--- Start Provided entries ---
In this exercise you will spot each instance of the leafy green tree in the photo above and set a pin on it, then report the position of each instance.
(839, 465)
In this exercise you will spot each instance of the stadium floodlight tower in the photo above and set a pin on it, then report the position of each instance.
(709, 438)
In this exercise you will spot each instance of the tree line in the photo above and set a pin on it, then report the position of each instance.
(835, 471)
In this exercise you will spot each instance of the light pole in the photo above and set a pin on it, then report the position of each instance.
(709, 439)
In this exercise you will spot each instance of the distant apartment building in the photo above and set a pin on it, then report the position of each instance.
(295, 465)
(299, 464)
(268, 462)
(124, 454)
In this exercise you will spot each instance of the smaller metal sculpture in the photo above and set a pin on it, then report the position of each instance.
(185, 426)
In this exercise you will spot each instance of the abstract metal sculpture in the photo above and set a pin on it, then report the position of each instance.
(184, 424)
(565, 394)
--- End Provided entries ---
--- Start Provided entries ---
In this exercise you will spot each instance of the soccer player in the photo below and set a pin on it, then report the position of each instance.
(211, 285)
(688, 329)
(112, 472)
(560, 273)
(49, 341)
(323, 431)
--- End Provided entries ---
_Written exercise_.
Across both blocks above, how many rows contain the word "each"? Reply with the number alone.

_Result_.
8